• EXERCISE DESCRIPTION
Reproduce the listing below, switching "even-odd" to "nonzero" and leaving everything else as it is.

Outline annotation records
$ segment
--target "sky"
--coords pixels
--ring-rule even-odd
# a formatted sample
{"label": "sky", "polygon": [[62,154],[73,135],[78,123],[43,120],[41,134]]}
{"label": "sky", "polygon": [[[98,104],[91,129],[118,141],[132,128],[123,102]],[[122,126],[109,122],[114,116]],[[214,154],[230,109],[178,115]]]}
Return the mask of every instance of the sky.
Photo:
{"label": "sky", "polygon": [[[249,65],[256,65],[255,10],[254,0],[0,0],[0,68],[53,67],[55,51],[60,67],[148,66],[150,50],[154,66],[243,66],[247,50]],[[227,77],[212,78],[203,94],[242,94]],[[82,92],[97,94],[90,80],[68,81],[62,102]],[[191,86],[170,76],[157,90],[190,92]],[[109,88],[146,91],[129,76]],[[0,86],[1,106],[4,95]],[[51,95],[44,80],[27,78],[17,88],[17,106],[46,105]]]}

• EXPECTED ANSWER
$ segment
--target "sky"
--coords pixels
--ring-rule nonzero
# a formatted sample
{"label": "sky", "polygon": [[62,154],[73,135],[78,123],[43,120],[41,134]]}
{"label": "sky", "polygon": [[[98,104],[91,129],[118,141],[132,128],[123,102]],[[122,126],[109,122],[114,116]],[[214,154],[230,109],[178,115]]]}
Return the mask of every instance of the sky.
Photo:
{"label": "sky", "polygon": [[[249,65],[256,65],[255,10],[254,0],[0,0],[0,68],[53,67],[55,51],[60,67],[148,66],[150,50],[154,66],[243,66],[247,50]],[[227,77],[212,78],[203,94],[242,94]],[[82,92],[97,94],[90,80],[68,81],[62,102]],[[191,86],[170,76],[157,90],[190,92]],[[109,88],[146,91],[129,76]],[[0,86],[1,106],[4,95]],[[51,95],[44,80],[27,78],[17,88],[17,106],[46,105]]]}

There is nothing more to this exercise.